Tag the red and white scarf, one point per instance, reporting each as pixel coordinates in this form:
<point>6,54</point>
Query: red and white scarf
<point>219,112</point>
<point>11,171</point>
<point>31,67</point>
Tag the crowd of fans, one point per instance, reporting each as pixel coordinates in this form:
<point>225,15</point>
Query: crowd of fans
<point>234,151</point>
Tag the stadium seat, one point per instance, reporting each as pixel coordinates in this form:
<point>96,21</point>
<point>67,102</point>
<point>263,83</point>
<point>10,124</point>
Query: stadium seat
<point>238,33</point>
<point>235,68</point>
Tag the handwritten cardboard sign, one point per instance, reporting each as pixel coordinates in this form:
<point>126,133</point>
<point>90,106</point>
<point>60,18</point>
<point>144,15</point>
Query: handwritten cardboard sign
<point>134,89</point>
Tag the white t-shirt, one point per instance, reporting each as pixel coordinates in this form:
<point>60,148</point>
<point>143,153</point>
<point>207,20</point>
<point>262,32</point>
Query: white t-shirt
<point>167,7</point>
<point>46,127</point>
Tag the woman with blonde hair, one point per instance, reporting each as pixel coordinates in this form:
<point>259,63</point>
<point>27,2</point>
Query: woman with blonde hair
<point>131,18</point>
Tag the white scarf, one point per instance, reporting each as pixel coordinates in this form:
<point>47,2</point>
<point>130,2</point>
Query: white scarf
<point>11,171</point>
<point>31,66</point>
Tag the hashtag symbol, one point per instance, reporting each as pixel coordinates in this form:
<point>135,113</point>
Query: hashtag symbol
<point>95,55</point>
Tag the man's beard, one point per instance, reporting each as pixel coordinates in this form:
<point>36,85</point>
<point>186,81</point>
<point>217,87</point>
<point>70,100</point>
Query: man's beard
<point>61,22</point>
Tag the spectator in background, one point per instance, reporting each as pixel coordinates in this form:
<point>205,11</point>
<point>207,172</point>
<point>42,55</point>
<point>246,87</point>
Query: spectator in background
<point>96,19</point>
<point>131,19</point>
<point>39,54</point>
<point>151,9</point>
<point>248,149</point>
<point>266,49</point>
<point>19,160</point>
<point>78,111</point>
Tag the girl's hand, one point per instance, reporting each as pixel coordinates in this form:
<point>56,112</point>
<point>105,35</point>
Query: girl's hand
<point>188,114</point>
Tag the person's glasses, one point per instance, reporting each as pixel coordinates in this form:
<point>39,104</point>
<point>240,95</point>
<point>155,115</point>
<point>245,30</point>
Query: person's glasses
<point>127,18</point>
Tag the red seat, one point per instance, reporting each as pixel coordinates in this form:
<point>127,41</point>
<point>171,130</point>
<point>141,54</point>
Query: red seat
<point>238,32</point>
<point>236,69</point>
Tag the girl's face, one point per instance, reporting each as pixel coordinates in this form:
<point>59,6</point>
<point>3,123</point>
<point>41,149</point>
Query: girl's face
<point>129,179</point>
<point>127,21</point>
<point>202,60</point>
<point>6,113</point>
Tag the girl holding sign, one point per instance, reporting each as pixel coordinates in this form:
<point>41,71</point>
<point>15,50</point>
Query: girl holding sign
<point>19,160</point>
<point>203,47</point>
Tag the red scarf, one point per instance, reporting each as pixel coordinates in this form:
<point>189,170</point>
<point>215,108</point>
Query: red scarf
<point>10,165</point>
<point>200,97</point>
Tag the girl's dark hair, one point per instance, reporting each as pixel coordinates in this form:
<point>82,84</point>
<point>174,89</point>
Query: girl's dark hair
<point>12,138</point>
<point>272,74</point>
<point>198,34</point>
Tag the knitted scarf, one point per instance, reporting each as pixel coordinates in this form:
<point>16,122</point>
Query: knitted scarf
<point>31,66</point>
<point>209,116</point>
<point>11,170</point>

════════════════

> **Written instruction**
Could you give the entries above again, changing every "one point per instance" to "one point for each instance" and leaving everything else as it is?

> **Result of this exercise**
Tag the red and white scarf, one point for each instance, reporting each as pixel coordinates in this form:
<point>6,54</point>
Query: red and white scarf
<point>219,112</point>
<point>11,171</point>
<point>31,67</point>
Tag the crowd of fans, one point for each instance, reporting each as pixel coordinates in this form:
<point>225,15</point>
Query: crowd of fans
<point>234,151</point>
Tag the stadium seat, one point for each instance, reporting each as pixel coordinates in this form:
<point>96,21</point>
<point>67,102</point>
<point>263,83</point>
<point>10,124</point>
Query: stadium seat
<point>238,33</point>
<point>235,68</point>
Tag the handwritten cardboard sign, one point for each instance, reporting each as pixel coordinates in this form:
<point>126,133</point>
<point>90,106</point>
<point>60,18</point>
<point>144,15</point>
Query: handwritten cardboard sign
<point>134,89</point>
Tag the white t-shirt, one point for each instance, reporting each as pixel coordinates in this form:
<point>60,148</point>
<point>143,153</point>
<point>207,20</point>
<point>262,32</point>
Query: white t-shirt
<point>167,7</point>
<point>46,127</point>
Tag the woman with blonde hair, one point for each instance, reporting each as pixel coordinates in this form:
<point>259,63</point>
<point>27,2</point>
Query: woman with blonde hair
<point>131,18</point>
Tag the white scarf, one point for each instance, reporting each as pixel coordinates in this form:
<point>47,2</point>
<point>130,2</point>
Query: white scarf
<point>11,171</point>
<point>31,66</point>
Tag the hashtag symbol, one point for each instance, reporting each as pixel coordinates in this form:
<point>135,113</point>
Query: hashtag symbol
<point>95,55</point>
Tag the man's beard, one point for each instance, reporting each as pixel coordinates in this form:
<point>36,85</point>
<point>186,81</point>
<point>217,87</point>
<point>70,100</point>
Query: man's beard
<point>61,22</point>
Tag the spectator in background, one point for each instance, reporting each as pixel coordinates in this form:
<point>205,11</point>
<point>207,172</point>
<point>42,55</point>
<point>246,87</point>
Query: spectator in background
<point>96,19</point>
<point>131,19</point>
<point>39,54</point>
<point>151,9</point>
<point>248,149</point>
<point>266,49</point>
<point>19,160</point>
<point>78,111</point>
Tag the girl's hand, one point for each instance, reporting each as pixel coordinates in this form:
<point>56,112</point>
<point>105,35</point>
Query: girl's hand
<point>188,114</point>
Tag the person's glasses, one point for each instance, reporting each as pixel coordinates in this form:
<point>39,104</point>
<point>240,95</point>
<point>155,115</point>
<point>245,30</point>
Query: person's glasses
<point>127,18</point>
Tag the red seat, one point for each instance, reporting each as pixel coordinates in this form:
<point>127,41</point>
<point>171,130</point>
<point>141,54</point>
Query: red seat
<point>238,32</point>
<point>236,69</point>
Tag the girl's face, one point for each instance, reporting each as pixel coordinates in this form:
<point>59,6</point>
<point>3,123</point>
<point>41,149</point>
Query: girl's face
<point>129,179</point>
<point>127,21</point>
<point>202,60</point>
<point>6,113</point>
Tag the girl holding sign, one point for each instance, reporting each as pixel coordinates in this form:
<point>41,71</point>
<point>15,50</point>
Query: girl holding sign
<point>19,160</point>
<point>203,47</point>
Tag the red scarf, one point for each instance, reporting each as pixel coordinates in this form:
<point>189,170</point>
<point>215,108</point>
Query: red scarf
<point>10,165</point>
<point>200,97</point>
Tag the girl's dark hair, one point for each instance, reporting each as pixel coordinates in this form:
<point>82,84</point>
<point>174,89</point>
Query: girl's dark hair
<point>12,138</point>
<point>272,74</point>
<point>198,34</point>
Tag the knitted scarf, one point for each instance, reporting each as pixel coordinates in this form:
<point>16,122</point>
Query: knitted scarf
<point>31,66</point>
<point>209,116</point>
<point>11,170</point>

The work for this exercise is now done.